[Start of Attachment]

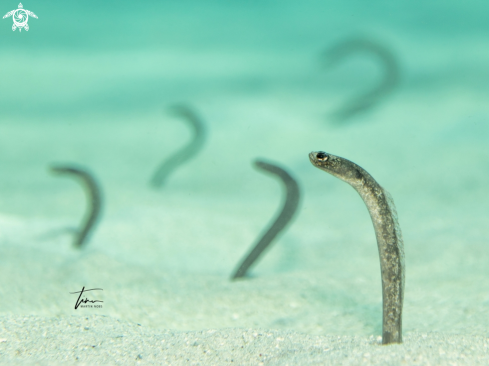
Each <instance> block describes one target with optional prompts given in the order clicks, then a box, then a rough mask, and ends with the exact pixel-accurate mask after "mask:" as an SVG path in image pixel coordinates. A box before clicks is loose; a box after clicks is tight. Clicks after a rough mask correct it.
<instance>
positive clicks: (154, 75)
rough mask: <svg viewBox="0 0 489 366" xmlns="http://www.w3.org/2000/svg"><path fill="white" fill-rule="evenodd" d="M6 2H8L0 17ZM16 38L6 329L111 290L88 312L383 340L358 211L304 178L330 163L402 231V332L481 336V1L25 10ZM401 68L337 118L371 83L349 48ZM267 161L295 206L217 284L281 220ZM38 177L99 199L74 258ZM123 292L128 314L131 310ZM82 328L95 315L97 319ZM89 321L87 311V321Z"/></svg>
mask: <svg viewBox="0 0 489 366" xmlns="http://www.w3.org/2000/svg"><path fill="white" fill-rule="evenodd" d="M17 5H18V4H16V3H12V4H4V5H2V6H3V8H4V13H7V12H8V11H10V10H12V9H15V8H16V7H17ZM23 5H24V8H25V9H28V10H31V11H32V12H34V13H35V14H36V15H37V16H38V17H39V19H33V18H29V26H30V29H29V31H28V32H26V31H24V30H22V32H19V31H18V30H17V31H15V32H12V30H11V26H12V19H11V18H8V19H3V20H2V22H1V23H0V24H2V25H1V27H0V32H1V33H2V36H1V37H0V47H1V52H0V64H1V65H2V68H1V69H0V83H1V87H0V93H1V94H0V121H1V122H0V171H2V174H1V175H0V176H1V179H0V193H1V194H0V213H1V221H0V224H1V226H0V240H1V241H0V253H1V254H0V266H1V267H2V268H3V269H2V273H3V277H4V278H5V280H4V281H3V284H2V286H1V289H0V291H1V298H2V299H5V298H9V299H10V300H9V301H1V302H0V314H16V315H31V314H40V315H47V316H61V315H66V314H69V315H84V314H86V313H87V312H88V311H89V310H88V309H87V310H83V311H85V313H82V311H81V310H76V311H75V310H74V309H73V304H72V303H73V299H72V297H71V295H69V294H68V293H69V292H70V291H78V290H79V288H81V286H87V287H102V288H104V295H103V297H104V301H105V303H104V310H103V312H100V311H99V312H98V313H102V314H107V315H110V316H114V317H118V318H121V319H126V320H130V321H134V322H137V323H144V324H145V325H148V326H153V327H156V328H160V329H163V328H166V329H167V328H171V329H179V330H189V329H193V330H199V329H206V328H211V327H214V328H225V327H261V328H269V329H287V330H295V331H299V332H304V333H314V334H352V335H370V334H375V335H377V334H380V329H381V328H380V327H381V322H380V320H381V288H380V271H379V264H378V254H377V248H376V243H375V236H374V232H373V228H372V225H371V222H370V218H369V217H368V212H367V210H366V209H365V207H364V204H363V202H361V199H360V198H359V197H358V195H357V194H356V193H355V192H354V191H353V190H352V189H351V188H350V187H348V186H347V185H346V184H345V183H343V182H341V181H339V180H337V179H335V178H334V177H332V176H329V175H327V174H326V173H323V172H321V171H319V170H317V169H315V168H313V167H312V166H311V164H310V163H309V161H308V157H307V155H308V153H309V152H310V151H313V150H326V151H328V152H330V153H333V154H336V155H340V156H343V157H345V158H347V159H350V160H352V161H354V162H356V163H358V164H359V165H360V166H362V167H363V168H365V169H366V170H367V171H369V172H370V173H371V174H372V175H373V176H374V177H375V178H376V179H377V180H378V182H379V183H380V184H381V185H382V186H383V187H384V188H386V189H387V190H388V191H389V192H390V193H391V194H392V196H393V198H394V201H395V202H396V205H397V210H398V213H399V221H400V224H401V229H402V230H403V234H404V241H405V251H406V270H407V274H406V296H405V301H406V302H405V318H404V320H405V321H404V327H405V328H404V329H405V331H406V332H409V331H428V330H438V331H443V332H458V333H464V332H466V333H478V334H487V329H488V326H487V325H488V322H487V315H488V312H489V308H488V306H489V305H488V304H489V293H488V285H487V278H488V275H489V273H488V269H487V268H489V266H487V263H488V260H489V251H488V250H487V238H489V230H488V226H487V219H488V212H489V211H488V207H489V205H488V204H489V200H488V198H487V197H488V195H487V192H486V191H487V187H488V186H489V185H488V183H489V174H488V171H489V170H488V169H487V168H488V167H489V166H488V162H489V155H488V153H487V141H488V138H489V127H487V126H488V120H489V107H488V106H487V98H488V94H489V89H488V87H487V85H488V82H487V81H488V80H489V72H488V71H487V70H488V67H487V65H488V64H489V63H488V61H489V52H488V51H487V47H486V45H487V42H488V41H489V39H488V34H489V33H488V32H487V31H488V28H489V26H488V25H487V24H488V23H487V19H486V18H487V17H486V14H487V9H488V8H487V5H485V4H484V3H483V2H464V3H463V4H462V3H460V2H434V1H432V2H421V1H417V2H410V3H409V4H393V3H392V2H380V1H373V2H369V3H368V4H366V3H363V2H360V1H346V2H341V4H340V3H336V4H333V3H325V2H321V1H302V2H292V1H280V2H279V1H265V2H257V1H248V2H241V1H237V2H236V1H235V2H232V3H230V2H224V1H209V2H202V1H200V2H197V1H195V2H192V1H183V2H182V1H180V2H154V3H151V2H145V3H137V2H131V3H129V2H125V1H124V2H93V1H88V2H83V3H81V2H80V3H67V2H61V1H51V2H49V3H48V4H43V3H34V2H33V3H23ZM358 35H360V36H363V37H367V38H369V39H373V40H378V41H379V42H381V43H382V44H384V45H386V46H387V47H388V48H389V49H390V50H391V52H392V53H393V54H394V55H395V56H396V57H397V59H398V61H399V67H400V71H401V79H400V83H399V86H398V87H397V89H396V90H395V91H394V92H393V93H392V94H391V95H389V96H388V97H387V98H386V99H385V100H383V101H382V102H381V103H379V104H378V105H377V106H376V107H375V108H373V109H372V110H370V111H367V112H366V113H362V114H359V115H357V116H356V117H355V118H353V119H352V120H351V121H349V122H348V123H345V124H339V125H338V124H334V123H333V122H332V120H331V118H330V115H331V112H333V111H334V110H335V109H337V108H338V107H339V106H340V105H341V104H342V103H343V102H344V101H345V100H347V99H348V98H350V97H351V96H353V95H356V94H359V93H361V92H364V91H367V90H368V89H369V88H370V87H371V85H373V84H375V83H376V80H377V79H378V78H379V77H381V75H382V71H381V70H380V69H379V65H378V64H377V63H376V62H375V60H374V59H372V58H369V57H368V56H362V55H358V56H355V57H352V58H351V59H349V60H347V61H345V62H344V63H342V64H341V65H338V66H337V67H335V68H333V69H330V70H327V69H326V68H325V67H324V66H323V65H322V60H321V57H320V56H321V53H322V52H323V51H324V50H325V49H326V48H327V47H329V46H331V45H333V44H335V43H336V42H338V41H341V40H342V39H345V38H346V37H350V36H358ZM179 102H183V103H187V104H188V105H191V106H193V107H194V108H195V110H196V111H198V113H199V114H200V115H201V117H202V119H203V120H204V121H205V122H206V126H207V129H208V138H207V140H206V145H205V146H204V148H203V150H202V152H201V153H199V154H198V155H197V156H195V157H194V158H193V159H192V160H191V161H189V162H188V163H186V164H185V165H184V166H182V167H181V168H180V169H178V170H177V171H176V172H175V173H174V174H173V175H172V177H171V178H170V180H169V181H168V184H167V185H166V186H165V187H164V188H162V189H161V190H159V191H155V190H152V189H151V188H150V187H149V185H148V182H149V179H150V177H151V175H152V173H153V172H154V169H156V167H157V166H158V164H159V163H160V162H161V161H162V160H163V159H164V158H165V157H168V156H169V155H171V154H172V153H173V152H175V151H176V150H177V149H178V148H180V147H181V146H182V145H184V144H185V143H186V141H188V139H189V138H190V132H189V130H188V128H187V126H186V125H185V124H184V123H182V121H180V120H178V118H175V117H172V116H171V115H169V114H168V113H167V112H166V110H167V108H168V107H169V106H170V105H172V104H174V103H179ZM256 157H263V158H267V159H269V160H271V161H275V162H277V163H279V164H281V165H282V166H284V167H286V168H287V169H288V170H289V171H290V173H291V174H293V175H294V176H295V177H296V178H297V180H298V182H299V184H300V186H301V189H302V193H303V196H302V203H301V206H300V212H298V214H297V217H296V219H295V221H294V222H293V224H292V225H291V226H290V227H289V229H288V230H287V231H286V232H285V233H284V234H283V235H282V236H280V238H279V239H278V240H277V241H276V242H275V243H274V245H273V247H272V248H271V249H270V251H269V252H268V253H267V254H266V256H265V257H264V258H263V260H262V261H260V262H259V263H258V264H257V266H256V267H255V268H254V269H253V271H252V274H253V278H252V279H250V280H248V281H243V282H239V283H231V282H229V280H228V277H229V276H230V275H231V272H232V270H233V269H234V268H235V266H236V265H237V263H238V261H239V260H240V259H241V258H242V256H243V255H244V254H245V253H246V252H247V251H248V250H249V248H250V247H251V245H252V244H253V242H254V241H255V240H256V238H257V237H258V236H259V234H260V233H261V232H262V231H263V229H264V228H265V227H266V225H267V224H268V223H269V222H270V220H271V219H272V218H273V215H275V214H276V211H277V209H278V205H279V202H280V199H281V193H282V192H281V190H280V188H279V183H278V182H276V181H274V180H273V179H271V178H269V177H267V176H265V175H263V174H261V173H259V172H257V171H255V170H254V169H253V168H252V165H251V162H252V160H253V159H255V158H256ZM53 162H74V163H78V164H80V165H83V166H86V167H88V168H90V170H91V171H93V172H94V174H95V175H96V177H97V178H98V180H99V181H100V183H101V185H102V187H103V192H104V198H105V203H106V204H105V206H104V212H103V218H102V220H101V222H100V225H99V227H98V228H97V229H96V231H95V232H94V234H93V237H92V238H91V241H90V242H89V243H88V245H87V248H86V249H84V250H82V251H77V250H75V249H73V248H72V247H71V246H70V245H71V237H70V236H69V235H68V234H63V235H51V236H50V235H46V234H48V233H52V232H56V230H59V229H63V228H65V227H76V225H77V224H78V222H79V221H80V218H81V216H83V213H84V209H85V206H84V205H85V202H84V195H83V191H82V190H81V189H80V187H79V186H78V185H77V184H76V182H73V181H70V180H69V179H62V178H56V177H53V176H51V175H50V174H49V173H48V171H47V167H48V166H49V164H51V163H53ZM127 299H129V301H125V300H127ZM92 313H93V312H92ZM92 313H90V314H92Z"/></svg>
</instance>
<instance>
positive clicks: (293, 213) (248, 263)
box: [231, 160, 300, 279]
mask: <svg viewBox="0 0 489 366" xmlns="http://www.w3.org/2000/svg"><path fill="white" fill-rule="evenodd" d="M255 167H256V168H258V169H261V170H263V171H264V172H265V173H271V174H273V175H276V176H277V177H279V178H280V179H281V180H282V183H283V184H284V186H285V190H286V195H285V202H284V204H283V207H282V211H281V212H280V214H279V215H278V217H277V219H276V220H275V221H274V223H273V224H272V225H271V226H270V228H269V229H268V230H267V231H266V233H265V234H264V235H263V236H262V237H261V239H260V240H259V241H258V243H257V244H256V245H255V247H254V248H253V249H252V250H251V252H249V254H248V255H247V256H246V257H245V258H244V259H243V261H242V262H241V264H240V265H239V267H238V269H237V270H236V271H235V272H234V274H233V276H232V277H231V279H236V278H241V277H244V276H245V275H246V272H247V271H248V269H249V268H250V267H251V265H252V264H253V263H254V262H255V261H256V260H257V259H258V258H259V257H260V256H261V255H262V253H263V251H264V250H265V249H266V248H267V247H268V246H269V245H270V243H271V242H272V241H273V239H275V237H276V236H277V235H278V234H279V233H280V232H281V231H282V230H283V229H284V228H285V227H286V226H287V224H288V223H289V221H290V220H291V219H292V217H293V216H294V213H295V212H296V210H297V206H298V205H299V199H300V191H299V185H298V184H297V182H296V181H295V179H294V178H292V176H291V175H290V174H289V173H287V171H285V170H284V169H282V168H280V167H279V166H277V165H274V164H271V163H267V162H264V161H262V160H256V161H255Z"/></svg>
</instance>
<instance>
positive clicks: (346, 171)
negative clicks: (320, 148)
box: [309, 151, 405, 344]
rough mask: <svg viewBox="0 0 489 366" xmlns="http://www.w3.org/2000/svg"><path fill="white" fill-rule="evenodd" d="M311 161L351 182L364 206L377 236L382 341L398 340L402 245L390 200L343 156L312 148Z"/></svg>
mask: <svg viewBox="0 0 489 366" xmlns="http://www.w3.org/2000/svg"><path fill="white" fill-rule="evenodd" d="M309 159H310V161H311V163H312V164H313V165H314V166H315V167H316V168H319V169H321V170H323V171H325V172H327V173H329V174H331V175H333V176H335V177H337V178H339V179H341V180H342V181H344V182H346V183H348V184H349V185H351V186H352V187H353V188H354V189H355V190H356V191H357V192H358V193H359V194H360V196H361V197H362V199H363V201H364V202H365V205H366V206H367V208H368V211H369V213H370V217H371V219H372V223H373V225H374V229H375V236H376V237H377V247H378V250H379V257H380V270H381V276H382V310H383V311H382V343H383V344H390V343H402V307H403V301H404V273H405V268H404V244H403V240H402V234H401V229H400V227H399V223H398V221H397V212H396V208H395V206H394V201H393V200H392V197H391V196H390V195H389V193H388V192H387V191H386V190H384V189H383V188H382V187H381V186H380V185H379V184H378V183H377V181H376V180H375V179H374V178H373V177H372V176H371V175H370V174H369V173H367V171H365V170H364V169H363V168H361V167H360V166H358V165H357V164H355V163H353V162H351V161H350V160H347V159H345V158H342V157H339V156H335V155H332V154H328V153H325V152H324V151H316V152H312V153H310V154H309Z"/></svg>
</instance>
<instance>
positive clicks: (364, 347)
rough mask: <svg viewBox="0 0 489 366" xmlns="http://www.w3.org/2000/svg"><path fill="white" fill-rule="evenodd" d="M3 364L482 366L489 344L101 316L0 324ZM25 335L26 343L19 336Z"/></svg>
mask: <svg viewBox="0 0 489 366" xmlns="http://www.w3.org/2000/svg"><path fill="white" fill-rule="evenodd" d="M1 320H2V327H1V328H0V336H1V338H0V356H1V357H2V362H3V363H5V364H9V365H13V364H25V362H26V361H33V360H35V361H36V364H41V365H52V364H75V363H76V364H86V365H88V364H93V363H97V364H115V365H123V364H135V363H138V364H152V363H155V364H163V365H216V364H219V365H316V364H334V365H359V364H365V365H400V364H409V365H430V364H431V365H486V364H487V363H488V362H489V355H488V352H487V349H488V347H489V340H488V339H487V338H486V337H481V336H475V335H452V336H447V335H444V334H442V333H436V332H433V333H414V332H413V333H408V334H407V335H406V336H405V337H404V343H403V344H402V345H393V346H389V347H385V346H382V345H380V337H378V338H375V337H374V336H370V337H360V336H357V337H354V336H308V335H304V334H299V333H294V332H284V331H264V330H253V329H247V330H244V329H221V330H215V329H212V330H203V331H193V332H176V331H173V332H170V331H158V332H155V331H154V329H147V328H146V327H144V326H141V325H140V324H132V323H127V322H124V321H120V320H117V319H114V318H110V317H105V316H87V317H75V316H69V317H63V318H42V317H33V316H28V317H3V318H1ZM25 328H28V329H30V336H29V337H26V336H25Z"/></svg>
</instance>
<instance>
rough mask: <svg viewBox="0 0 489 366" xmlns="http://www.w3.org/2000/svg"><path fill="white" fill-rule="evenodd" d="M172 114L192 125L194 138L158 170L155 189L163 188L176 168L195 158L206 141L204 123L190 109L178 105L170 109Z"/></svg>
mask: <svg viewBox="0 0 489 366" xmlns="http://www.w3.org/2000/svg"><path fill="white" fill-rule="evenodd" d="M170 112H172V113H173V114H175V115H177V116H179V117H182V118H183V120H185V121H186V122H187V123H188V124H189V125H190V127H191V128H192V132H193V137H192V140H191V141H190V142H189V143H188V144H187V145H186V146H184V147H183V148H181V149H180V150H178V151H177V152H176V153H174V154H173V155H172V156H170V157H169V158H168V159H167V160H165V161H164V162H163V163H161V164H160V166H159V167H158V169H156V171H155V173H154V174H153V177H152V179H151V185H152V186H153V187H155V188H159V187H161V186H162V185H163V184H164V183H165V181H166V180H167V179H168V176H169V175H170V174H171V173H172V172H173V171H174V170H175V169H176V168H178V167H179V166H180V165H182V164H183V163H185V162H186V161H187V160H189V159H191V158H192V157H194V156H195V155H196V154H197V152H198V151H199V150H200V149H202V146H203V145H204V140H205V126H204V123H203V122H202V120H201V119H200V118H199V116H198V115H197V114H196V113H195V112H194V111H193V110H192V109H191V108H190V107H188V106H185V105H176V106H173V107H171V108H170Z"/></svg>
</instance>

[End of Attachment]

All lines from the one containing "114L192 125L194 138L158" through the end of the records, both ends included, are to be quoted exactly; please add nothing else.

* [Exercise response]:
rough mask: <svg viewBox="0 0 489 366" xmlns="http://www.w3.org/2000/svg"><path fill="white" fill-rule="evenodd" d="M172 114L192 125L194 138L158 170L155 189L163 188L176 168L195 158L206 141L204 123L190 109L178 105L170 109Z"/></svg>
mask: <svg viewBox="0 0 489 366" xmlns="http://www.w3.org/2000/svg"><path fill="white" fill-rule="evenodd" d="M170 112H172V113H173V114H175V115H177V116H179V117H182V118H183V120H185V121H186V122H187V123H188V124H189V125H190V127H191V128H192V132H193V137H192V140H191V141H190V142H189V143H188V144H187V145H186V146H184V147H183V148H181V149H180V150H178V151H177V152H176V153H174V154H173V155H172V156H170V157H169V158H168V159H167V160H165V161H164V162H163V163H161V164H160V166H159V167H158V169H156V171H155V173H154V174H153V177H152V179H151V185H152V186H153V187H155V188H159V187H161V186H162V185H163V184H164V183H165V181H166V180H167V179H168V176H169V175H170V174H171V173H172V172H173V171H174V170H175V169H176V168H178V167H179V166H180V165H182V164H183V163H185V162H186V161H187V160H189V159H191V158H192V157H194V156H195V155H196V154H197V152H198V151H199V150H200V149H202V146H203V145H204V140H205V126H204V123H203V122H202V120H201V119H200V118H199V116H198V115H197V114H196V113H195V112H194V111H193V110H192V109H191V108H190V107H188V106H185V105H176V106H173V107H171V108H170Z"/></svg>
</instance>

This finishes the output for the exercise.